== Passage extrait

Guide LGBTQI+ pour un meilleur accueil des minorités genrées, sexuelles et sexuées à destination des pros de santé
Crée le 11 octobre 2025, modifié le 21 octobre 2025

- 57,5 % des femmes lesbiennes ont peur d’être discriminées ou jugées en annonçant leur sexualité.
- Chez les personnes trans, une étude suggère que le risque de tentative de suicide avant 25 ans serait de 50 % environ dans diverses régions du monde.
- En 2020, 62 % des répondant·e·s intersexes participant à l’enquête européenne de la FRA-UE annoncent avoir subi des interventions chirurgicales modifiant leurs caractéristiques sexuelles sans avoir pu donner leur consentement.
- Les femmes trans sont 49 fois plus susceptibles d’être séropositives pour le VIH.
- 14,3 % des personnes HSH préfèrent éviter les soins, suite à des discriminations subies.
- 34,7 % des personnes ayant fait leur « coming out médical » se sont senties jugées par leur médecin.
Comment l’imbrication de ces discriminations peut-elle impacter la qualité et l’accès aux soins des individus ?
Les discriminations, vécues ou entendues, peuvent être intériorisées par les personnes et déclencher différents comportements : angoisse par rapport au monde médical, peur du jugement, anticipation d’une mauvaise prise en charge, perte de confiance, stratégies d’évitement des professionnel·le·s de santé…
« J’avais 16 ans et je ne savais pas encore que j’étais une personne trans, […] j’étais en couple avec une fille. Je ne savais pas si on pouvait contracter des MST […]. Je suis allé chez la gynécologue de ma mère […], et elle s’est moquée de moi en disant que non, nous ne pouvions pas avoir de MST parce que nous ne faisions pas du vrai sexe […]. Cette expérience m’a dissuadé d’aller voir un·e gynécologue pendant longtemps, au détriment de ma santé. »
Il est important d’avoir conscience de ces discriminations et de leur impact sur les comportements des patient·e·s afin d’adapter sa prise en charge. C’est un réel enjeu de santé publique !
Comment être plus inclusif·ve ?
L’inclusivité, qu’est-ce que c’est ?
L’inclusivité est une ouverture et une bienveillance envers tou·te·s. Chacun·e a une compréhension du monde issue de son éducation, de sa culture, de son genre et/ou de ses expériences de discriminations. Prendre conscience du fait que l’on peut projeter ses représentations sur les patient·e·s est un premier pas vers une prise en charge plus adaptée. Il est toujours possible de s’améliorer et de s’outiller pour créer une approche inclusive du soin, un espace accueillant pour tou·te·s ! Lorsqu’on travaille avec des minorités genrées, sexuelles et sexuées, deux principaux phénomènes sociaux sont à détricoter : l’hétéronormativité et la cisnormativité. Même si ces mots peuvent faire peur, les réalités qu’ils recouvrent méritent d’être questionnées
Qu’est-ce que l’hétéronormativité ?

====

Consigne: Rédigez la suite du guide sur l'accueil des personnes LGBTQI+ par les professionnel·le·s de santé, en commençant après sa dernière phrase. Les items n'ont aucun rôle à jouer ici.

== Extrait de données

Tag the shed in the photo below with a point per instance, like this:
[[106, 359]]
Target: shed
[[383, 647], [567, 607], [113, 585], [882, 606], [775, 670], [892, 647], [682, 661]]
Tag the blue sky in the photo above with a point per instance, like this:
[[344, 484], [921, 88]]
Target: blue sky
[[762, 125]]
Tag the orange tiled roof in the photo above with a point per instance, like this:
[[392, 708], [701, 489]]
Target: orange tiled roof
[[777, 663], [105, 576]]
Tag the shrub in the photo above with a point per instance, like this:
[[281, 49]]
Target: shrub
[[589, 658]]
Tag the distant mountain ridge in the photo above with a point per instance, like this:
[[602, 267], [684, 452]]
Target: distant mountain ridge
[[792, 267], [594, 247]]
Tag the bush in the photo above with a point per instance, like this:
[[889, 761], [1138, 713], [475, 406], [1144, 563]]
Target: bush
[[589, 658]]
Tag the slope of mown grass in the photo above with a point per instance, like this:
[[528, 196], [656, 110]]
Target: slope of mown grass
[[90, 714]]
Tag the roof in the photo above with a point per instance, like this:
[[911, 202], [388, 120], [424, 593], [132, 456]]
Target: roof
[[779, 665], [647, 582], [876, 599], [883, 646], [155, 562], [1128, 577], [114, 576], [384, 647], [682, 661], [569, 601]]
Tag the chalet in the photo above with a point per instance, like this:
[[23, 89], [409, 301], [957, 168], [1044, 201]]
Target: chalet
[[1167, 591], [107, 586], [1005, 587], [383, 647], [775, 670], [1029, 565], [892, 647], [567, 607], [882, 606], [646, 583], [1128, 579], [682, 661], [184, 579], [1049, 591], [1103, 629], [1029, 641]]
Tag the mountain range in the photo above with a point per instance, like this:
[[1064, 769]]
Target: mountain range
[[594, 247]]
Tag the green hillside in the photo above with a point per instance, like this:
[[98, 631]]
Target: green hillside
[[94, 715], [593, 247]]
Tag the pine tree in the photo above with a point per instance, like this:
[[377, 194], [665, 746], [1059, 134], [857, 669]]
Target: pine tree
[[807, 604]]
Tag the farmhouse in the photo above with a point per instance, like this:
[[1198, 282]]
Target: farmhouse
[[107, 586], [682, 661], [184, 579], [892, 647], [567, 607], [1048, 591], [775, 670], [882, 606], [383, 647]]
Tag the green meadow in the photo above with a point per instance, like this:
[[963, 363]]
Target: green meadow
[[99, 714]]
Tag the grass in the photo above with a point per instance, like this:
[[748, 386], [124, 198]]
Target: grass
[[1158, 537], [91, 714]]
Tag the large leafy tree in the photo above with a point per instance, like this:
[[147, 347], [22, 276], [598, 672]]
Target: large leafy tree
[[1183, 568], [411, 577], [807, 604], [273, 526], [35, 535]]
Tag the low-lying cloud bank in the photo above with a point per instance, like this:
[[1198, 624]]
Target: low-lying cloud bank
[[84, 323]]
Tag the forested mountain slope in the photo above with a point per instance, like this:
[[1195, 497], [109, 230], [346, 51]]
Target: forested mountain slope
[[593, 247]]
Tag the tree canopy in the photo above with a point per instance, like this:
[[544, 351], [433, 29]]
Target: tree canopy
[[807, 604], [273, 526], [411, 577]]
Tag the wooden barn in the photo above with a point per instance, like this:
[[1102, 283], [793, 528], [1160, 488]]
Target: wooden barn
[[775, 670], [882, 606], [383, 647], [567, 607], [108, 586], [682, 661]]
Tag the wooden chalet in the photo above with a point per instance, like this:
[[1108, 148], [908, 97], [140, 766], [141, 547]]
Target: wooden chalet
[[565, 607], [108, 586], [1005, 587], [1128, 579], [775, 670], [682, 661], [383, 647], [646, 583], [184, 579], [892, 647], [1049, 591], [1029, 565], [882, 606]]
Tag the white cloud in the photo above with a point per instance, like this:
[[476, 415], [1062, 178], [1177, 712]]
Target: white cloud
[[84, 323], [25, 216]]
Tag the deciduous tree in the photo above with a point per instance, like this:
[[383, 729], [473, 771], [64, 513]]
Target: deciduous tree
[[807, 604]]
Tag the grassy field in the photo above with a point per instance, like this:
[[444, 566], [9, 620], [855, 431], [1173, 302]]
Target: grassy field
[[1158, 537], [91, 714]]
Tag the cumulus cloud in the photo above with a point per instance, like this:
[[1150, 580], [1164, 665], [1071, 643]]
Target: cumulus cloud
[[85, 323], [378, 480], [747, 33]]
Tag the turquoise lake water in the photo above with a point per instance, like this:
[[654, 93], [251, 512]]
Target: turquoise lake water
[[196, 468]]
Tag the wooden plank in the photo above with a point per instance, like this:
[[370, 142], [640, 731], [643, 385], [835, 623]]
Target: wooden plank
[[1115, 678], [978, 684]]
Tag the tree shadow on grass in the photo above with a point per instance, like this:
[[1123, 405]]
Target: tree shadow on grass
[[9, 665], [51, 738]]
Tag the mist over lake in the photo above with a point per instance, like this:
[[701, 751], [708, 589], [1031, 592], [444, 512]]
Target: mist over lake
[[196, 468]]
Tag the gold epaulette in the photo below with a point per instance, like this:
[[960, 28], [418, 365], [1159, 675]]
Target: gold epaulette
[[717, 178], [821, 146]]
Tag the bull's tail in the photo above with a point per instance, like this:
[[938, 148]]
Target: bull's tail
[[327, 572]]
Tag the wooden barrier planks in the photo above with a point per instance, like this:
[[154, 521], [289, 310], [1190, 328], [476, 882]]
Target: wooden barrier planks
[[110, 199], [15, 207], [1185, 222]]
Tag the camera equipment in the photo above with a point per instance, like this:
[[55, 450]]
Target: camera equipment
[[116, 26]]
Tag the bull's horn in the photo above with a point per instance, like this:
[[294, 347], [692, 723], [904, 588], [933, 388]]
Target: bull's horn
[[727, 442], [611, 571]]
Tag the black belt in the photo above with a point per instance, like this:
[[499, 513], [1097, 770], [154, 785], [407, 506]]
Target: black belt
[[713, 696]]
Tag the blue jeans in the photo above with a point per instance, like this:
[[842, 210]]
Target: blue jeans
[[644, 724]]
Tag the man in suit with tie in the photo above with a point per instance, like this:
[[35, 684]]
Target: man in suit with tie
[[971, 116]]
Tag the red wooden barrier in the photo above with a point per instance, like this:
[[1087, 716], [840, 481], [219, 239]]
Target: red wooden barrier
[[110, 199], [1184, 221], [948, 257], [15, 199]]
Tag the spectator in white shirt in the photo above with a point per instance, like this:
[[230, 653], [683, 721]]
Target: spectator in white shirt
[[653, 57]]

====

Réponse:
C’est le fait que l’hétérosexualité soit perçue comme évidente, naturelle et allant de soi pour tou·te·s. C’est une norme sociale qui détermine la manière dont on perçoit le monde. Si on ne la questionne pas, on risque de venir renforcer les sanctions sociales (rejet familial, harcèlement scolaire, violences…) que subissent celles et ceux qui s’en éloignent. Une femme arrive pour une consultation gynécologique…
Attention à ne pas présupposer :
- De l’orientation sexuelle de la personne et de ses pratiques.
- Du nombre et de l’identité de genre de son·sa ou ses partenaires sexuel·le·s.
- Du fait que la personne utilise ou veut forcément une contraception.
Conseils : au début de la consultation, n’hésitez pas à poser des questions ouvertes : « Avez-vous un, une, des partenaires sexuel·le·s ? », « Avez-vous besoin d’une contraception ? »
Qu’est-ce que la cisnormativité ?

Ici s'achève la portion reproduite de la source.